### TASK DETAILS:
Repeat the whole listing below word for word, but leave out the picture.

begin STORED DATA

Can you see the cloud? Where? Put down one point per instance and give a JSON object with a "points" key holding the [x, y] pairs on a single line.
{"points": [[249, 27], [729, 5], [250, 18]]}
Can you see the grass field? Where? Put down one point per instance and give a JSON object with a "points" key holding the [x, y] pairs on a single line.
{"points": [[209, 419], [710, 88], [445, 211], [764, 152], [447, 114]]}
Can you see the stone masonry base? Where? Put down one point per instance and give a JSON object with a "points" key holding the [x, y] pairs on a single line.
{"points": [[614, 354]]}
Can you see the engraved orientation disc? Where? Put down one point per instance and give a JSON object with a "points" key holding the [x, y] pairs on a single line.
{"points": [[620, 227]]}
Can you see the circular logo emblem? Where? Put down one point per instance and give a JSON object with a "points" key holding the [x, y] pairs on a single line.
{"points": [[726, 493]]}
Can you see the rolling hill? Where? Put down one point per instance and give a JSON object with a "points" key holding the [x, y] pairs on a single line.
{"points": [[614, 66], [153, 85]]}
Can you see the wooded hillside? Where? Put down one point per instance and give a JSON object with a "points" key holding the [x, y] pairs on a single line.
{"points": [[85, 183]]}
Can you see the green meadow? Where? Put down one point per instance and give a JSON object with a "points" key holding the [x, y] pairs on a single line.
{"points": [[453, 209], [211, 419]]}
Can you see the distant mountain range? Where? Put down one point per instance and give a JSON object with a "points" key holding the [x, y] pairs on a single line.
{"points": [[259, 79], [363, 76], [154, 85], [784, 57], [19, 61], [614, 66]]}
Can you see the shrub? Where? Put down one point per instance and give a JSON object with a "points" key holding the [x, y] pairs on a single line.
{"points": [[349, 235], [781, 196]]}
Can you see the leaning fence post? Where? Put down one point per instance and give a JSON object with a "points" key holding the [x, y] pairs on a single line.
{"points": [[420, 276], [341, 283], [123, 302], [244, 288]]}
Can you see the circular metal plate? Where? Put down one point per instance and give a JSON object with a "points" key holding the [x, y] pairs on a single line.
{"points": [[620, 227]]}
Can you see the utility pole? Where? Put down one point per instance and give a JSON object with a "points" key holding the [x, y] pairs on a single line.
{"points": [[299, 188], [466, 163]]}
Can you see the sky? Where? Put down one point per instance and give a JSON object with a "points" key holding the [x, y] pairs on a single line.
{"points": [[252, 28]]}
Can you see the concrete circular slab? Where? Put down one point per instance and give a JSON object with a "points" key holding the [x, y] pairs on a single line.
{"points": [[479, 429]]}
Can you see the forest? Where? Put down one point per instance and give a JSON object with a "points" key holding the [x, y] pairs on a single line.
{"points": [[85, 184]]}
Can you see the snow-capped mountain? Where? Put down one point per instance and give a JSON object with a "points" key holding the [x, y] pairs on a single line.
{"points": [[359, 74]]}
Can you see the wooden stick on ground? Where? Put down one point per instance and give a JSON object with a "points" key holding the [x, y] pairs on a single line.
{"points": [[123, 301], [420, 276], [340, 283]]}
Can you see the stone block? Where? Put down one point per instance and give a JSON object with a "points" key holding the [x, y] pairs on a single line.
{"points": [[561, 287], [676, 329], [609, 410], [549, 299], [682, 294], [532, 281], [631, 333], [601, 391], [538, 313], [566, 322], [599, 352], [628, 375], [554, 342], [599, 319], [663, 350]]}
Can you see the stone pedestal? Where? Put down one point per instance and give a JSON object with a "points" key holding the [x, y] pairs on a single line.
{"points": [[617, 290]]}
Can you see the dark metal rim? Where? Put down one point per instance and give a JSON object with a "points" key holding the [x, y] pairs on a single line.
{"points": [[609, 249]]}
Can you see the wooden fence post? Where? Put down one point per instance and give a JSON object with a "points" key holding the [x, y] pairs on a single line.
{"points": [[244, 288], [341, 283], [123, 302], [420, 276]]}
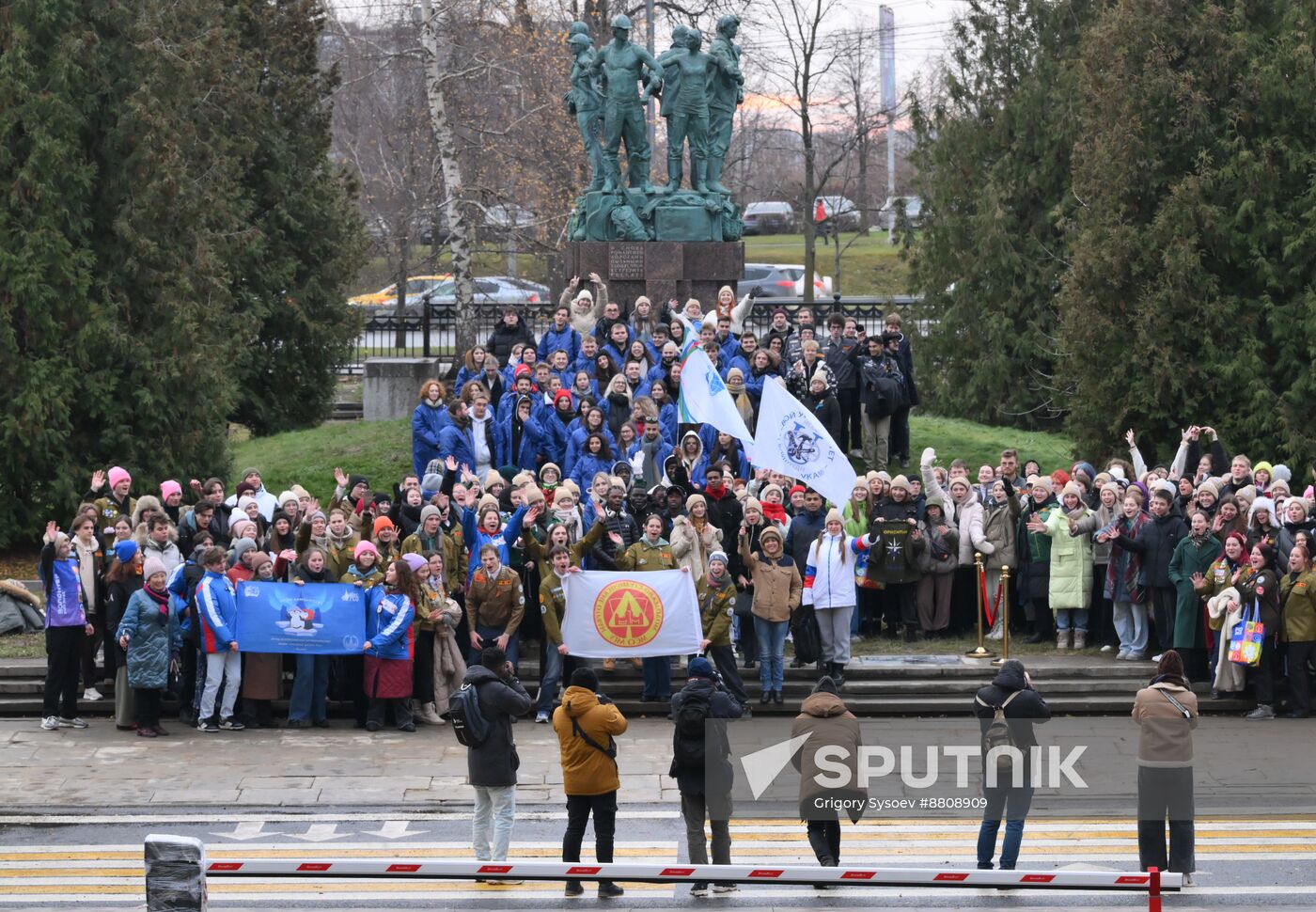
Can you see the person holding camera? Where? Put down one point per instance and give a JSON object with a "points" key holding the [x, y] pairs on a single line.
{"points": [[700, 766]]}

end STORED DATA

### COMPLETE OUTPUT:
Can you see the cloud? Where? Put down one point per instance and give a JSON object with a "points" key holding the [x, y] pairs on a single line.
{"points": [[249, 27], [729, 5], [250, 18]]}
Can you see the grass field? Where? Put down one point per instance and give a JSON object with a "points" key holding the [x, y] pairs on a single line.
{"points": [[209, 419], [710, 88], [445, 211], [764, 152], [447, 114]]}
Can you see the stone masonry base? Where? Put down one point per instance and give a JSON object with a "points" key holding the [x, y] pairs on a single line.
{"points": [[614, 354]]}
Can you see the engraved orientation disc? Where? Put down one point per instance and give a JSON object with a "points" key holding the [x, y] pairs on a single line.
{"points": [[620, 227]]}
Can you see the circular logo emblem? Where? Put down one point per instance and give a JSON object with a "points" key holding the [x, y] pairs on a single line.
{"points": [[726, 493]]}
Can you see the rolling hill? Where? Put down one point per instance and give a JSON object with a "points" key holding the [x, y] pairs on a single line.
{"points": [[614, 66], [153, 85]]}
Can you see the wooded hillside? Where? Put down one point per instance and give a JSON object with a "points" key holding the [x, y] pairs on a single line.
{"points": [[85, 183]]}
Can you see the green meadow? Where? Put down one point per instance and give a JSON object with a "points" key holding the [x, y] pairs on a single line.
{"points": [[453, 209], [211, 419]]}
Can you see the distant mountain range? Where? Put down one point per instance and give a JSON object with a "points" key holding the [x, y] pairs on a single line.
{"points": [[259, 79], [363, 76], [154, 85], [784, 57], [19, 61], [614, 66]]}
Can you see the shrub? Where? Put down one point per instance and give a JSON object with a "points" key holding the [x, y] pairs on a single line.
{"points": [[349, 235], [781, 196]]}
Can you see the leaning fence post? Where? Put down one point per instance and give a JSON object with a "points" key holding the [x, y] pairs on a single line.
{"points": [[420, 276], [341, 283], [123, 302], [244, 288]]}
Can you see the circular metal plate? Where? Put down one point per instance and give a JSON object with a "points" key holding the [x, y] pairs on a single line.
{"points": [[620, 227]]}
Can you see the utility pole? Where? Put down one point per instance and give a JSON object with a "points" key holding the [x, y] pairs on a single line.
{"points": [[299, 188], [466, 163]]}
Can you see the sky? Where? Put down one point per instance and give a JSON object with a "points" key holding the [x, y] pairs on a single line.
{"points": [[252, 28]]}
Can you see the concrete circular slab? Where? Put down one point per instance and give a JSON object with a "points" key holding the [x, y] pairs on a single line.
{"points": [[479, 429]]}
Can you see the forest? Where? Put down one point per instance and give a JSON object with a "points" key holding the [x, y] pairs on a single line.
{"points": [[85, 184]]}
Can you see the snow-capped mountain? Where? Put down one point per instance and give a JSON object with a "points" key holding the [x, y] pairs on a single line.
{"points": [[359, 74]]}
Can you see the wooden stick on ground? Where? Put down one point per instance and give a JSON object with a "points" key holding the [x, y] pairs on a single line.
{"points": [[123, 301], [420, 276], [340, 283]]}
Can you see the stone block? Where? Put down one point per instance and give a JSON object with a "points" key holding the [x, y] pairs on a single line.
{"points": [[561, 287], [676, 329], [609, 410], [549, 299], [682, 294], [532, 281], [631, 333], [601, 391], [538, 313], [566, 322], [599, 352], [628, 375], [554, 342], [599, 319], [663, 350]]}
Can you see the stone pedestal? Where? Put down one point per instance and give a JSON object with a "points" key holding the [x, y] pairs on a single line.
{"points": [[617, 290]]}
Can you see the dark metal rim? Where? Put down one point per instance and give a JSON object with a "points" key holding the [x, y] pairs on a single line.
{"points": [[609, 249]]}
Can you see the wooden fence post? Where? Put down one point per instance and give a JSON object with a "points" key holding the [x, y] pairs on a single line.
{"points": [[244, 288], [341, 283], [123, 302], [420, 276]]}
Can you see the person holding camera? Where? Put down one point per instance and give a JSON object with a "points" key holding the [x, y] pairs on a single line.
{"points": [[700, 766]]}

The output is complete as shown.